» **Task instructions**: All entries are to be returned verbatim.

[Text-to-region grounding data]
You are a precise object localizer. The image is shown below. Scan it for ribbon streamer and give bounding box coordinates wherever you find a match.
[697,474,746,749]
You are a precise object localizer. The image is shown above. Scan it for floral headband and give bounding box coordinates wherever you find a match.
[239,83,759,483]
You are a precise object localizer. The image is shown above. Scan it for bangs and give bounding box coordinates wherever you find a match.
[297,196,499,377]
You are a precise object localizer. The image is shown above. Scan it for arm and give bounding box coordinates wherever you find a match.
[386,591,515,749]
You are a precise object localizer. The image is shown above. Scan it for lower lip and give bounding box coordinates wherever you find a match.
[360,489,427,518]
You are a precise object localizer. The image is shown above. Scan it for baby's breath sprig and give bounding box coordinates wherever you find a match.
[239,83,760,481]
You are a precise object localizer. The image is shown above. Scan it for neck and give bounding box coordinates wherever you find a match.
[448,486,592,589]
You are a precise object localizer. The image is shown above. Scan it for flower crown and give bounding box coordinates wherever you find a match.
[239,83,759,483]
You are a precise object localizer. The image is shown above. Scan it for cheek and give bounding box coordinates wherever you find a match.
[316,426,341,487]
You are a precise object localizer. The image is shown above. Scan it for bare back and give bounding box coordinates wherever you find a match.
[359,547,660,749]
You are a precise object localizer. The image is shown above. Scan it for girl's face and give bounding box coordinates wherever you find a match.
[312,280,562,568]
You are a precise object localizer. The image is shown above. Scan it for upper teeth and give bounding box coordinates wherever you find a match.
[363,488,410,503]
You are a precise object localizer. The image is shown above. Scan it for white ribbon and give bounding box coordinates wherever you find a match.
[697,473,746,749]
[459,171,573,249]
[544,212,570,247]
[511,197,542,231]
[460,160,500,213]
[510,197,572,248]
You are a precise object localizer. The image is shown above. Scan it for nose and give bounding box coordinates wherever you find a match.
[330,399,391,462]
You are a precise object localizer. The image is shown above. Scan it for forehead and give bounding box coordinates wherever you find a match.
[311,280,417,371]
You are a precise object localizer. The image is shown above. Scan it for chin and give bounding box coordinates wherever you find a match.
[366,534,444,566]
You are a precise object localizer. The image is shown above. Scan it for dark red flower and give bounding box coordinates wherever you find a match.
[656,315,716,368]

» **Exercise result**:
You are a precise object localizer. The image is shown below. Scan it for ribbon streamer and give bounding box coordinates wherever you find a match.
[697,474,746,749]
You are a precise object localizer. The image is shown above. Scan it for floral headband and give bounding box coordinates wherever you find a match.
[239,83,759,483]
You are a precise object localizer. The image is shown above. Scan it for bangs and give bounding box coordinates wherever you find a match.
[297,196,499,377]
You are a precise object localizer. The image is shown above. Scan it for arm and give bounding box coordinates wherever you find a match.
[386,591,515,749]
You are a precise object localizer. The image is shown above. Scan it for lower lip and give bounding box coordinates wherever you find a match.
[360,489,427,518]
You are a precise object localizer. The image is shown above. Scan it for baby's breath sprig and give bounding box coordinates wherever you find a match.
[239,83,760,481]
You are a precise object localizer. The image is shown above. Scan it for neck and give bounding box coordinates wherever you find a match.
[448,486,592,589]
You are a precise object localizer. The image is shown above. Scan it for flower crown and give bounding box coordinates wherever you find a match.
[239,83,759,483]
You are a precise object localizer. The image is shown above. Scan it for cheek and give bounding box coordinates wherever you find a match.
[316,426,341,487]
You are a precise object localizer. The image is shown above. Scan it for bare back and give bounding box coordinates wherever you find a match.
[359,547,660,749]
You are a precise object localizer. The image is shown above. Scan it for girl's face and give bounding box coordinates wherever you find a match.
[312,280,562,568]
You are a precise object localizer. The image is shown above. Scan it for upper teeth and give bounding box coordinates wherever you find a match.
[363,488,410,503]
You are a precise object localizer. The image is shown above. Scan it for white ribbon and give bounding box coordinates wherever you find a match.
[697,473,746,749]
[459,171,573,249]
[544,212,570,247]
[511,197,542,231]
[460,160,500,213]
[510,197,572,248]
You are a precise object localizer. The image is shown above. Scan it for nose and give bounding box coordinates wherever you find a match.
[330,399,391,462]
You are a precise object localizer. The image is shown above. Scan it for forehead and give bounding box coordinates wherever you find a match.
[311,280,417,371]
You are a precise object localizer. The image is shown above. Scan it for chin and give bounding box coordinates wherever you find a match.
[366,534,444,566]
You are a precise object localizer. The image is shown above. Scan it for dark red flower and give bounding box coordinates wherever you find a match.
[656,315,716,368]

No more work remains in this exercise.